Data listing

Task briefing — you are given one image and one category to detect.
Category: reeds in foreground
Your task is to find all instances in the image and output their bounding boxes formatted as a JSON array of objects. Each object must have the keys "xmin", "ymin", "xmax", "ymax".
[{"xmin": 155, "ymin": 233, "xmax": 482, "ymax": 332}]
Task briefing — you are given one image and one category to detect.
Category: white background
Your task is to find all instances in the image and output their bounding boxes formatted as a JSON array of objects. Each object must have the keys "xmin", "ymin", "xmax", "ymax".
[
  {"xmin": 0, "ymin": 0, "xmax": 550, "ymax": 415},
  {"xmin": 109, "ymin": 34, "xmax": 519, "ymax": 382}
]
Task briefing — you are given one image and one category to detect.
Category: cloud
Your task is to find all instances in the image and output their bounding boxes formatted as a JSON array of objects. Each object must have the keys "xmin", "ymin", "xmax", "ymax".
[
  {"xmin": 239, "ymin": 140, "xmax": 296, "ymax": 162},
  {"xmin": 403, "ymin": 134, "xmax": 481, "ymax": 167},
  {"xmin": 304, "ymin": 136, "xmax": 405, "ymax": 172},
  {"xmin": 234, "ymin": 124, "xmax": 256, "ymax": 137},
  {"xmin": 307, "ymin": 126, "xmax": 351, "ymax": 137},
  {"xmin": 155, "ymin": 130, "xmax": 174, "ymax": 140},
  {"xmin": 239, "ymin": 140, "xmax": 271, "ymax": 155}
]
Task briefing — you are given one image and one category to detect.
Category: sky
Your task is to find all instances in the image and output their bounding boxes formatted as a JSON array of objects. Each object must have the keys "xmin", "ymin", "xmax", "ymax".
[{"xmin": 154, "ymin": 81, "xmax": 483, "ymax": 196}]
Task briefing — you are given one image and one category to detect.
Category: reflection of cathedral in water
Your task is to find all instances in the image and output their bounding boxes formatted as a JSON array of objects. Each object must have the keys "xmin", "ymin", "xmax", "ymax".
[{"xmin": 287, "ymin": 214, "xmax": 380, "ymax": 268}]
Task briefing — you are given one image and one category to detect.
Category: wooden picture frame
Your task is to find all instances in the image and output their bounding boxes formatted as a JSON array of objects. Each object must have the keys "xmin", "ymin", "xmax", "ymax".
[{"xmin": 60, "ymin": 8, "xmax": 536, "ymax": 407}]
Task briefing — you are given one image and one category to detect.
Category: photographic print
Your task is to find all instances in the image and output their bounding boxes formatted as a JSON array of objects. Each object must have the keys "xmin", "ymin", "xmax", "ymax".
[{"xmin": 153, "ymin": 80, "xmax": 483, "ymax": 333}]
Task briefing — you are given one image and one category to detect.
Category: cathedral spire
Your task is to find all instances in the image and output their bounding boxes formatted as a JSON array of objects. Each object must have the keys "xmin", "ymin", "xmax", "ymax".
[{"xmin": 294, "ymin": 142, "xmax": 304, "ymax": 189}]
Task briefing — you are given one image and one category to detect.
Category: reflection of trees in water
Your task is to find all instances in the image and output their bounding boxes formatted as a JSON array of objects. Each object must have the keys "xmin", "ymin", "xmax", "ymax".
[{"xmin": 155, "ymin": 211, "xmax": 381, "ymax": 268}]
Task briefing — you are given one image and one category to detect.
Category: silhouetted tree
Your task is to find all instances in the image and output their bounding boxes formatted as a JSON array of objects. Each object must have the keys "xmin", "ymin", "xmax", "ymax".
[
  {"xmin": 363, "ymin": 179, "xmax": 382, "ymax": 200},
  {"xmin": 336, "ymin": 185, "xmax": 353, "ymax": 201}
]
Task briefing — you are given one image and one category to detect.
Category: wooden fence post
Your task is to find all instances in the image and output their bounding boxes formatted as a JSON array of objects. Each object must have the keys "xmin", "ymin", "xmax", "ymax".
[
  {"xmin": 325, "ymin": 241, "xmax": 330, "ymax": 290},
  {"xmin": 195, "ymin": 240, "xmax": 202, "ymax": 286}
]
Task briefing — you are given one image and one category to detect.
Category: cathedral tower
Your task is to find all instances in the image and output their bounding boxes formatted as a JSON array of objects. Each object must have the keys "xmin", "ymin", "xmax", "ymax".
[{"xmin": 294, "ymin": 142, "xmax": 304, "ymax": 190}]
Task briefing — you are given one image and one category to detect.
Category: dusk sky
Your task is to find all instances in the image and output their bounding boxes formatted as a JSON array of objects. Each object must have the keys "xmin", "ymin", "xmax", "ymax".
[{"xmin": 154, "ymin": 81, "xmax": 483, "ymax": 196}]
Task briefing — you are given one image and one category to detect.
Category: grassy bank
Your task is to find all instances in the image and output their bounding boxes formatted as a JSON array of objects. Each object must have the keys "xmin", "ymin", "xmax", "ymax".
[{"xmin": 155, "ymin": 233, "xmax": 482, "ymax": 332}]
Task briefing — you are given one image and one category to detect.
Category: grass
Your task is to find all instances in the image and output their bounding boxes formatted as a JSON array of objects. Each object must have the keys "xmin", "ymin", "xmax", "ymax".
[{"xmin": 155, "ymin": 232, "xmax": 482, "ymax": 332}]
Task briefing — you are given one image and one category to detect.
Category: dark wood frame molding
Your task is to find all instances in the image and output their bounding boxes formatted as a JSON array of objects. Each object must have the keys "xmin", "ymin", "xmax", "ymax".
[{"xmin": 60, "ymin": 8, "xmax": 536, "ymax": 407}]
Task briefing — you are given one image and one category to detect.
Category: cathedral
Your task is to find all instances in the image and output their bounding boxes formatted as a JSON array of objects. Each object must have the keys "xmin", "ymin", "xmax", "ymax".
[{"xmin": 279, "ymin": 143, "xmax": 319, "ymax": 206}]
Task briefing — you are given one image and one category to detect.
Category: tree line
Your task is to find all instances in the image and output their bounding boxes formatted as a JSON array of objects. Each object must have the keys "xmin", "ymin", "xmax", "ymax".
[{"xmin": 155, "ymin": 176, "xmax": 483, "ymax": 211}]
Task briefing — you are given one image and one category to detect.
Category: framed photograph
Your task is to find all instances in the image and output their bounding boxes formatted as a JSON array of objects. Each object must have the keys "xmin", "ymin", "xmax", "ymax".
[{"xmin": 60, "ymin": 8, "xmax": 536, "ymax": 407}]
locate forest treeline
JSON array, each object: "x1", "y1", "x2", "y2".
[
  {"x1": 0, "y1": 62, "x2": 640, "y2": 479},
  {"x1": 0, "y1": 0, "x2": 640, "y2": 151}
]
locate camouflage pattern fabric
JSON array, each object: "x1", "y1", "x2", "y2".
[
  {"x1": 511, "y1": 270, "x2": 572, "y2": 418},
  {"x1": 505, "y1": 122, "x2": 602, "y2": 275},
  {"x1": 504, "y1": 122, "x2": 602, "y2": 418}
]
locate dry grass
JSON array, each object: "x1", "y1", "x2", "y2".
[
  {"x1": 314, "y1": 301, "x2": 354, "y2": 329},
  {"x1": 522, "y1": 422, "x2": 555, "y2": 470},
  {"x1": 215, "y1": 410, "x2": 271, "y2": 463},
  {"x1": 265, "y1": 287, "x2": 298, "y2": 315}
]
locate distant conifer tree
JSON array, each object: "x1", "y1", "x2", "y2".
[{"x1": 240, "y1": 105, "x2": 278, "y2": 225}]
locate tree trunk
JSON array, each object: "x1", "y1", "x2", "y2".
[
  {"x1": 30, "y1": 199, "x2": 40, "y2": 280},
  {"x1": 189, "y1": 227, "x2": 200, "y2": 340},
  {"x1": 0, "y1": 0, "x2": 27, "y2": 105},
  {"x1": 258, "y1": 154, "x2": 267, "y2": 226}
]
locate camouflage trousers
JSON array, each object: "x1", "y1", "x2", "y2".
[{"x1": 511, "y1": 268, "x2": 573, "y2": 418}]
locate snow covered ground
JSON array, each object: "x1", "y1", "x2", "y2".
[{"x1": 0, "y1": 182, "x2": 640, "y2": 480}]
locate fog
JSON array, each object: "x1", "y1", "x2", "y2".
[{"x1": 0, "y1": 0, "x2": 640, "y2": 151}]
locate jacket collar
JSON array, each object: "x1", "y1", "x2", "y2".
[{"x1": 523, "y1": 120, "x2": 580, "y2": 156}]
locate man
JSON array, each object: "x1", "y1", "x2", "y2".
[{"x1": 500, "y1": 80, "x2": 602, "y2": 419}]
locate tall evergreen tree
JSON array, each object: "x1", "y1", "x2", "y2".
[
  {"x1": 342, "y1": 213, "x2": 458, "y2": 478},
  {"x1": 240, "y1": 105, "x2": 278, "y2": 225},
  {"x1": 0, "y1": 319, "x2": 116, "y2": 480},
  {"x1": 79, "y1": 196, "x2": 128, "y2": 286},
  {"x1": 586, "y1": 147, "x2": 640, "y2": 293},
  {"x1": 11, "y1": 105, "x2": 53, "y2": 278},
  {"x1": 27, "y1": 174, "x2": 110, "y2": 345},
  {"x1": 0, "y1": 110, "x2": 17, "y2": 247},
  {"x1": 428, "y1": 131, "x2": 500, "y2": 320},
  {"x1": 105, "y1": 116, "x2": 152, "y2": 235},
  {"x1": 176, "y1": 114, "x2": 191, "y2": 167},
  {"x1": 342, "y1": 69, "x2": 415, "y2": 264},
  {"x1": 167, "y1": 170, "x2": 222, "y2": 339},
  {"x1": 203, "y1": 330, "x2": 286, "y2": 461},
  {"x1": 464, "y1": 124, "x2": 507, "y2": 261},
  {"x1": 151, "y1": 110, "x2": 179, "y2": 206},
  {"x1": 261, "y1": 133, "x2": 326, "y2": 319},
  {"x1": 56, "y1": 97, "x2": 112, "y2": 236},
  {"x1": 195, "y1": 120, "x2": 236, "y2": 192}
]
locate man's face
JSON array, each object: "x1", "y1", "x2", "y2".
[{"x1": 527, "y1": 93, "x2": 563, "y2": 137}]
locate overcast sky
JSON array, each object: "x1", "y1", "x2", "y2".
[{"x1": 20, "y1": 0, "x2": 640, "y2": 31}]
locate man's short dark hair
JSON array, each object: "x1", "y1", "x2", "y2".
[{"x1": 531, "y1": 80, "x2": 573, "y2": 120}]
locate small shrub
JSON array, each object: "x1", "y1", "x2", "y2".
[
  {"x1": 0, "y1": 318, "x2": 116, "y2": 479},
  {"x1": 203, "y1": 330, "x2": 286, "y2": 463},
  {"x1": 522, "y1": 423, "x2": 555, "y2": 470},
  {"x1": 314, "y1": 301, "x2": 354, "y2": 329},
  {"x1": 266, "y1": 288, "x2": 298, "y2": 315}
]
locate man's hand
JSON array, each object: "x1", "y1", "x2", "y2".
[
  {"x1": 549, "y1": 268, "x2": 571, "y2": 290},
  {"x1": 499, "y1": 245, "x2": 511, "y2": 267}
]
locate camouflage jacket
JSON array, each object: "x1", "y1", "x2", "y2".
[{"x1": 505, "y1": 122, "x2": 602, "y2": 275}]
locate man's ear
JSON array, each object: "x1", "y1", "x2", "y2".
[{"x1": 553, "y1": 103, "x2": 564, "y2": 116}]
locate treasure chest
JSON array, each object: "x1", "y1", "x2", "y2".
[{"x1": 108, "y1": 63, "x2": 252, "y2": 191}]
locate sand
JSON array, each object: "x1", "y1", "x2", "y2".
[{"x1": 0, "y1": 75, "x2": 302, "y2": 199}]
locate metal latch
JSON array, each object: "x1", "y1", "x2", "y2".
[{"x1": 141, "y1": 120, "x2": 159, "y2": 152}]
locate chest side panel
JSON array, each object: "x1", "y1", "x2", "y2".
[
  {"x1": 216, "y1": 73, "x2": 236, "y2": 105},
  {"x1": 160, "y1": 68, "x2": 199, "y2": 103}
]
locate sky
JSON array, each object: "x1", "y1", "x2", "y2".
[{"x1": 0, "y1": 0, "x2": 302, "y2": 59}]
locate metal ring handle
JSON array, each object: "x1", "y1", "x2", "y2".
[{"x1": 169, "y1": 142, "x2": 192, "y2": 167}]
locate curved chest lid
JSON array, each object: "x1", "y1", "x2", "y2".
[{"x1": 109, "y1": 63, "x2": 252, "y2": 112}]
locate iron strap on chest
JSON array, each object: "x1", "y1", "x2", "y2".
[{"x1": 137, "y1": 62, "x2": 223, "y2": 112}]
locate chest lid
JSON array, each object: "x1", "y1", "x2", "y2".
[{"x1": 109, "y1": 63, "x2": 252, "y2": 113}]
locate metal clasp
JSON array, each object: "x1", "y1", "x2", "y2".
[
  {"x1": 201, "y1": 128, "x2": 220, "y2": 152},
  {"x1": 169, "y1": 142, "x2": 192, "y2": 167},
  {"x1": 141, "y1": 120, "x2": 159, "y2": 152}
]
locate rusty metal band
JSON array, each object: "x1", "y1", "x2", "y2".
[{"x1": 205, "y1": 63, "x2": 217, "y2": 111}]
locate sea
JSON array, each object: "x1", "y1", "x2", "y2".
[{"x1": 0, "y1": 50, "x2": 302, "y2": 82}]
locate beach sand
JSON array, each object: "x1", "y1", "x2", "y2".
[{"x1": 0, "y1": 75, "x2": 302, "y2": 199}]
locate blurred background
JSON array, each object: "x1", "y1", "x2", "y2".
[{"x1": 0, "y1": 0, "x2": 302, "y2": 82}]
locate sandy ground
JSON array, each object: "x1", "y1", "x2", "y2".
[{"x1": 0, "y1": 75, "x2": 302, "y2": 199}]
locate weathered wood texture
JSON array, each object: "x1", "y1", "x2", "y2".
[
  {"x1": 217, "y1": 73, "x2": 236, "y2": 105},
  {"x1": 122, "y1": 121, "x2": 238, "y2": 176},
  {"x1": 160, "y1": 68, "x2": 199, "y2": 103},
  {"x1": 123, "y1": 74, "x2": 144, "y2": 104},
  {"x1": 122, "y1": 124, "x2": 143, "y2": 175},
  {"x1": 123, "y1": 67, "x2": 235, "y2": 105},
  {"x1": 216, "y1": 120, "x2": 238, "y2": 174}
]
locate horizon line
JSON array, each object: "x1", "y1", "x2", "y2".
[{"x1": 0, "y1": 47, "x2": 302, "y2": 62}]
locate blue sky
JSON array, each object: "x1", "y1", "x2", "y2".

__Required work__
Exactly repeat the lines from the line that contains "locate metal ring handle" to the end of the entries, both included, and leave out all other lines.

__Task answer__
locate metal ring handle
JSON array, each object: "x1", "y1", "x2", "y2".
[{"x1": 169, "y1": 142, "x2": 192, "y2": 167}]
locate curved chest lid
JSON array, each object: "x1", "y1", "x2", "y2".
[{"x1": 109, "y1": 63, "x2": 252, "y2": 112}]
locate iron strap on chest
JSON array, each object: "x1", "y1", "x2", "y2".
[{"x1": 137, "y1": 62, "x2": 223, "y2": 112}]
locate chest lid
JSON array, each object: "x1", "y1", "x2", "y2".
[{"x1": 109, "y1": 63, "x2": 252, "y2": 113}]
locate metal clasp
JSON array, each object: "x1", "y1", "x2", "y2".
[
  {"x1": 201, "y1": 128, "x2": 220, "y2": 152},
  {"x1": 169, "y1": 142, "x2": 192, "y2": 167},
  {"x1": 141, "y1": 120, "x2": 159, "y2": 152}
]
locate rusty metal band
JSON array, each object: "x1", "y1", "x2", "y2".
[{"x1": 205, "y1": 63, "x2": 217, "y2": 111}]
locate sea
JSON array, each object: "x1", "y1", "x2", "y2".
[{"x1": 0, "y1": 50, "x2": 302, "y2": 82}]
locate beach sand
JSON array, each object: "x1", "y1", "x2", "y2".
[{"x1": 0, "y1": 75, "x2": 302, "y2": 199}]
locate blurred background
JSON array, each object: "x1", "y1", "x2", "y2".
[{"x1": 0, "y1": 0, "x2": 302, "y2": 82}]
locate sandy ground
JSON array, each object: "x1", "y1", "x2", "y2".
[{"x1": 0, "y1": 75, "x2": 302, "y2": 199}]
locate weathered wood texture
JSON array, each object: "x1", "y1", "x2", "y2".
[
  {"x1": 217, "y1": 73, "x2": 236, "y2": 105},
  {"x1": 122, "y1": 121, "x2": 238, "y2": 176},
  {"x1": 160, "y1": 68, "x2": 199, "y2": 103},
  {"x1": 123, "y1": 74, "x2": 144, "y2": 104},
  {"x1": 122, "y1": 124, "x2": 143, "y2": 175},
  {"x1": 123, "y1": 67, "x2": 235, "y2": 105},
  {"x1": 216, "y1": 120, "x2": 238, "y2": 174}
]
locate horizon line
JSON array, each object: "x1", "y1", "x2", "y2".
[{"x1": 0, "y1": 47, "x2": 302, "y2": 62}]
locate blue sky
JSON array, each object: "x1", "y1", "x2", "y2".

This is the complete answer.